• Assigned task
Having found the line containing "hey so can you find the shoreline" in the data below, reproduce that line and each one after it to the end, exactly, and include nothing else.
[[ Dataset extract, beginning ]]
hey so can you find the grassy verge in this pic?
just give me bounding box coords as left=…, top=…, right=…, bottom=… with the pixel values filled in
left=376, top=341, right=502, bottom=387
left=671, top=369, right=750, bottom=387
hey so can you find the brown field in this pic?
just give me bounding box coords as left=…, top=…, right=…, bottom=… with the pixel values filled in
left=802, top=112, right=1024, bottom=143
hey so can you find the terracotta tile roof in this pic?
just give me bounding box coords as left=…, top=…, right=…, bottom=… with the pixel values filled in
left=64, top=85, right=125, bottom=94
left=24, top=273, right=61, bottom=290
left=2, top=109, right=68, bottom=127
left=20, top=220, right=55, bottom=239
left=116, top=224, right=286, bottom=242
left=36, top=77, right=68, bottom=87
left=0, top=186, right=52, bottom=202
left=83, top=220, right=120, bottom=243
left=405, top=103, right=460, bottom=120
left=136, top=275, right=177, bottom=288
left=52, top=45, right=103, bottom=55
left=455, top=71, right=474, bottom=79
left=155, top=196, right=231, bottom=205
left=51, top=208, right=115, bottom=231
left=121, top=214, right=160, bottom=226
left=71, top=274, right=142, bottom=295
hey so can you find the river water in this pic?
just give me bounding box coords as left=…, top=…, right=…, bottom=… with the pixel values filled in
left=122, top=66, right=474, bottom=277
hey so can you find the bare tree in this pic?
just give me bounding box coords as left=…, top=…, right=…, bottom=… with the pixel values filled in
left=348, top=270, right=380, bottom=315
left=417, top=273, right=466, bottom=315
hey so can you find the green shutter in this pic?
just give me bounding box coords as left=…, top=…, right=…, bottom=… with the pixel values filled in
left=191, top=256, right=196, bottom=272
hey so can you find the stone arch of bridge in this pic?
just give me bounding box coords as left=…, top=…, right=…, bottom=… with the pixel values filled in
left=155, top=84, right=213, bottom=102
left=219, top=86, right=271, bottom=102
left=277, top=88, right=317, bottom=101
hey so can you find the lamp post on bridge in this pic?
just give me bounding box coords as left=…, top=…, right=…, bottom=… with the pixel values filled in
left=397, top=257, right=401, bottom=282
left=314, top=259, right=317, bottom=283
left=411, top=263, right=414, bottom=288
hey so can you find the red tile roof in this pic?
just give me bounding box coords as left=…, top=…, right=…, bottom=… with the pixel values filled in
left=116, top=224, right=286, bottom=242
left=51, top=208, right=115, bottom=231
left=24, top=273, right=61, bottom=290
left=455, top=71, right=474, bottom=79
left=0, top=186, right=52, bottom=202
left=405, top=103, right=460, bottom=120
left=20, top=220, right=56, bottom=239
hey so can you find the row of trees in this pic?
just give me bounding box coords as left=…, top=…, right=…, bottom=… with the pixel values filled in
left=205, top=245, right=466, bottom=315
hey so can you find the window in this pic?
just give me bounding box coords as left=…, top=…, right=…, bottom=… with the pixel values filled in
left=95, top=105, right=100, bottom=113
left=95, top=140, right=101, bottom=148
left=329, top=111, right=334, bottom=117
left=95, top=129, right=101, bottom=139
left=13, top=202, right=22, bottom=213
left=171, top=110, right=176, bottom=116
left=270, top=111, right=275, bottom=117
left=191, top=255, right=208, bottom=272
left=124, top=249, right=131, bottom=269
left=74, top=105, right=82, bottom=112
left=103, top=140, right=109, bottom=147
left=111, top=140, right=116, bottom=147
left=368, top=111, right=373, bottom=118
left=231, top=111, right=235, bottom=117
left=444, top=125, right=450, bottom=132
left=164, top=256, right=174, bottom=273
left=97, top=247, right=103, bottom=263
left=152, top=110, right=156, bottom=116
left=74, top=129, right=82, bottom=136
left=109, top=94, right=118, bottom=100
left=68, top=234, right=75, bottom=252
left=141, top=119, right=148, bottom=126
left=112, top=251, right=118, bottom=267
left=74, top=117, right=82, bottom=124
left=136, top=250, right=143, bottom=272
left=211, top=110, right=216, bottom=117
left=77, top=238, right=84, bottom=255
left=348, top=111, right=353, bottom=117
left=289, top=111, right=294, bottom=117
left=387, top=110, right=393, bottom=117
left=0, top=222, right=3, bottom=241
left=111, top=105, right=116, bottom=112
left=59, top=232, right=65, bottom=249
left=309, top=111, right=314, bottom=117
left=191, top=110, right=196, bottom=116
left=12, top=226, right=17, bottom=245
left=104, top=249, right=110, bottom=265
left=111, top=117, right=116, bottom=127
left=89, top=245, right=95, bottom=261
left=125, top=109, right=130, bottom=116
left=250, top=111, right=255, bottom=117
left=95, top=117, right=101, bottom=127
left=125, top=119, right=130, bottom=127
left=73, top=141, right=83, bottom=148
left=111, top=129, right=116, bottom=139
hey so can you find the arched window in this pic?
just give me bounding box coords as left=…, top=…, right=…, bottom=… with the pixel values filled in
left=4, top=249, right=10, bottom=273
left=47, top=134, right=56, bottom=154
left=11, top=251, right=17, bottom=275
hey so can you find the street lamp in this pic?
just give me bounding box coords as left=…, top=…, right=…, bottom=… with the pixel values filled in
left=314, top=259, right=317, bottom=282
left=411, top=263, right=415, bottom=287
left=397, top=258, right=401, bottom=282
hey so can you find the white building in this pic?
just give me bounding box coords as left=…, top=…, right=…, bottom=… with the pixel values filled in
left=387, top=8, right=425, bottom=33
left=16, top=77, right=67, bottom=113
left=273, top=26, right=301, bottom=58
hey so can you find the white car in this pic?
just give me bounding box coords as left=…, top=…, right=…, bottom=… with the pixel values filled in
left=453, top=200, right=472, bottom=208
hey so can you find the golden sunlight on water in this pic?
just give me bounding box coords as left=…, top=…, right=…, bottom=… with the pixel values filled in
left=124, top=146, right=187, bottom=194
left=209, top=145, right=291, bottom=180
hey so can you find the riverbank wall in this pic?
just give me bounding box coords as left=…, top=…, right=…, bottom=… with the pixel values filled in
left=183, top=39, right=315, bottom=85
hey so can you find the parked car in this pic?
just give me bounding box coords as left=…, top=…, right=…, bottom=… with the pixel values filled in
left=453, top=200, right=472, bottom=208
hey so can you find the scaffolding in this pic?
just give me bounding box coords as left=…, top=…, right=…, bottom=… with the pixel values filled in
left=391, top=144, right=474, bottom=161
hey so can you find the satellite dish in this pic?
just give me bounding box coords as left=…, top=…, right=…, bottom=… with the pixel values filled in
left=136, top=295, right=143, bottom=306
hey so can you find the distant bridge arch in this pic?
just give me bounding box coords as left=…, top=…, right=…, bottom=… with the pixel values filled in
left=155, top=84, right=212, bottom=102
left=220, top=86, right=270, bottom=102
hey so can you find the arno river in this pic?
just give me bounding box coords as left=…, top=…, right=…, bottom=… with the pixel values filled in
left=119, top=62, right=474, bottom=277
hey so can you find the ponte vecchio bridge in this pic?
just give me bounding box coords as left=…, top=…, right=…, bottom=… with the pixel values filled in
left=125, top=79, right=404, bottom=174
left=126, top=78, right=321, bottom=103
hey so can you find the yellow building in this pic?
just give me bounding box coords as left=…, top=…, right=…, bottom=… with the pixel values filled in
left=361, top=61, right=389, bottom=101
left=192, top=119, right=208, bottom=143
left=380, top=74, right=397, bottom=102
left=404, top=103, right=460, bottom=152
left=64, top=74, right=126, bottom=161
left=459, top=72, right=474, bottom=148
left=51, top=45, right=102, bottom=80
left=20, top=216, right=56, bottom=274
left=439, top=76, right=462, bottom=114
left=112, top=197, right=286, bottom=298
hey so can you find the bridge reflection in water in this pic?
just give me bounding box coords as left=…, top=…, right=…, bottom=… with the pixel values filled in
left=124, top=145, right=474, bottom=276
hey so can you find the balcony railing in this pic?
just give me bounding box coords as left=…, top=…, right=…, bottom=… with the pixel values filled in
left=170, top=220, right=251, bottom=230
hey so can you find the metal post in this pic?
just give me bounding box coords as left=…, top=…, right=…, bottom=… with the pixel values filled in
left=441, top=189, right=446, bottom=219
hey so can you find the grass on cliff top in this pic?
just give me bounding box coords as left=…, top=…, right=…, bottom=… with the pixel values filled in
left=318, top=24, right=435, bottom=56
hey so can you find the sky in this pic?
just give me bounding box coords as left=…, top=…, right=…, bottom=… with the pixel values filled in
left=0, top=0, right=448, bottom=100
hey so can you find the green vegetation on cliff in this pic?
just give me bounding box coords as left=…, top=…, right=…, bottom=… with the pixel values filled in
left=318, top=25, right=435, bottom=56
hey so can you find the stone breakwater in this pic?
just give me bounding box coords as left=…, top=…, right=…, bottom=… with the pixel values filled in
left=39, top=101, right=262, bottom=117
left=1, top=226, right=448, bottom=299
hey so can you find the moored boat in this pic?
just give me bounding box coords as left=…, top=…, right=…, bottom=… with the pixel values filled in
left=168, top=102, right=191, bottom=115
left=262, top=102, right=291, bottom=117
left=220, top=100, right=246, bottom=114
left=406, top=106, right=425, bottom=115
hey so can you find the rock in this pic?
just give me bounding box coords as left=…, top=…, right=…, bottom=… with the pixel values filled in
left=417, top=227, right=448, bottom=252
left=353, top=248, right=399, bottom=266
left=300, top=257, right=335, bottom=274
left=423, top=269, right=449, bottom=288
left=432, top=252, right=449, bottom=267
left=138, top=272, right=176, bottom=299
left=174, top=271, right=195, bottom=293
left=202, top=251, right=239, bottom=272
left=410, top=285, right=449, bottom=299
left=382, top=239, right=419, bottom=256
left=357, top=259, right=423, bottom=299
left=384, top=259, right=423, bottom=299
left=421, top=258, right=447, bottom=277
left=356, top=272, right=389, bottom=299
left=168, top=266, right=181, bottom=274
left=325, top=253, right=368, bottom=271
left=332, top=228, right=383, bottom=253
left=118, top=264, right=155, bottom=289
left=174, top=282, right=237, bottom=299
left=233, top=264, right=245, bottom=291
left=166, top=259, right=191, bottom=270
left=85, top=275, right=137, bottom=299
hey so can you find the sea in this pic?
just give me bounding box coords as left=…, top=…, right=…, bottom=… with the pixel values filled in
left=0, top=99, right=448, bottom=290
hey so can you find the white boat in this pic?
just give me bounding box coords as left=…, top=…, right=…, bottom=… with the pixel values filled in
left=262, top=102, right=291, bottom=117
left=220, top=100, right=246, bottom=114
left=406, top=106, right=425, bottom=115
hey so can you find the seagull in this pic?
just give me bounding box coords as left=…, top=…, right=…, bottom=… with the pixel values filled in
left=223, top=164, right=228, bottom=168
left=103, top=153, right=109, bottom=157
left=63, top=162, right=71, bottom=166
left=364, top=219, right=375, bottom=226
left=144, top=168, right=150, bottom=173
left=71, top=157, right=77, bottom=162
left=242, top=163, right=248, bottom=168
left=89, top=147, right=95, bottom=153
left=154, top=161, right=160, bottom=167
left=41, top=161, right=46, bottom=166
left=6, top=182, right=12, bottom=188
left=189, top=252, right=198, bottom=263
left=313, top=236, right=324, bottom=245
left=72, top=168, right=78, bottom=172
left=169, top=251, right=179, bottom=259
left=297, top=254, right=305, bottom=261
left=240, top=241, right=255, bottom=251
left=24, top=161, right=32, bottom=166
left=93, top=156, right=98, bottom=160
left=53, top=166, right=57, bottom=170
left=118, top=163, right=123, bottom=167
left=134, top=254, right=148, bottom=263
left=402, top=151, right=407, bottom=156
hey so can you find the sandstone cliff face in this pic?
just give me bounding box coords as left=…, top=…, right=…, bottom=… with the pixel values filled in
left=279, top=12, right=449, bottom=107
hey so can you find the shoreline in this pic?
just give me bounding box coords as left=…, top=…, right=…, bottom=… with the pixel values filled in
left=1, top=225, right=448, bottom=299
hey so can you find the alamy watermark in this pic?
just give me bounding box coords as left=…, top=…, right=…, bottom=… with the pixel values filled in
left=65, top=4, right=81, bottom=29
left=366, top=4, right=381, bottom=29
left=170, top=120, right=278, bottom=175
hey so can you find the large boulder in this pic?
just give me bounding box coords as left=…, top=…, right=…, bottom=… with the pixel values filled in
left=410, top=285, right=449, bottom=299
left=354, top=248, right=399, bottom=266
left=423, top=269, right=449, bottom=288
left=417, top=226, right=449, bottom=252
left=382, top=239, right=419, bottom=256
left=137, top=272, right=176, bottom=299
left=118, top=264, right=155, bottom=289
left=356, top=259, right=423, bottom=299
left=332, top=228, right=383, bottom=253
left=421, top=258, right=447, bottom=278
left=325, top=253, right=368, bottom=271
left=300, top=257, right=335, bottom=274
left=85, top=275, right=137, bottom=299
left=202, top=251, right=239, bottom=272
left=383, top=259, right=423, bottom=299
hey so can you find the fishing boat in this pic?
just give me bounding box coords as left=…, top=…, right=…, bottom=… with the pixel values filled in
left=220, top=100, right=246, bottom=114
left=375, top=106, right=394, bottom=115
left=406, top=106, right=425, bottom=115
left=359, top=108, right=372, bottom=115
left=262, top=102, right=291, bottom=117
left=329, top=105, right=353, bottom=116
[[ Dataset extract, end ]]
• Task response
hey so can you find the shoreline in this pic?
just give me bounding box coords as left=…, top=…, right=…, bottom=… with the pixel values filled in
left=1, top=225, right=448, bottom=299
hey so can you find the alamy watermark in this pic?
just give me bounding box coords as left=…, top=…, right=…, bottom=… with the pixel values filled in
left=65, top=4, right=81, bottom=29
left=366, top=4, right=381, bottom=29
left=170, top=120, right=278, bottom=175
hey so can you find the large boulder in this pic?
just give me bounding box coords as left=…, top=…, right=…, bottom=… with the pixel values filled in
left=410, top=285, right=449, bottom=299
left=354, top=248, right=399, bottom=266
left=423, top=269, right=449, bottom=288
left=417, top=226, right=449, bottom=252
left=382, top=239, right=419, bottom=256
left=137, top=272, right=176, bottom=299
left=118, top=264, right=155, bottom=289
left=356, top=259, right=423, bottom=299
left=332, top=228, right=383, bottom=253
left=421, top=258, right=447, bottom=278
left=325, top=253, right=368, bottom=271
left=300, top=257, right=335, bottom=274
left=85, top=275, right=137, bottom=299
left=202, top=251, right=239, bottom=272
left=383, top=259, right=423, bottom=299
hey so can you find the fishing boat in this pic?
just give me bounding box coords as left=…, top=…, right=…, bottom=… with the pixel values filled in
left=220, top=100, right=246, bottom=114
left=375, top=106, right=394, bottom=115
left=406, top=106, right=425, bottom=115
left=359, top=108, right=372, bottom=115
left=262, top=102, right=291, bottom=117
left=329, top=105, right=353, bottom=116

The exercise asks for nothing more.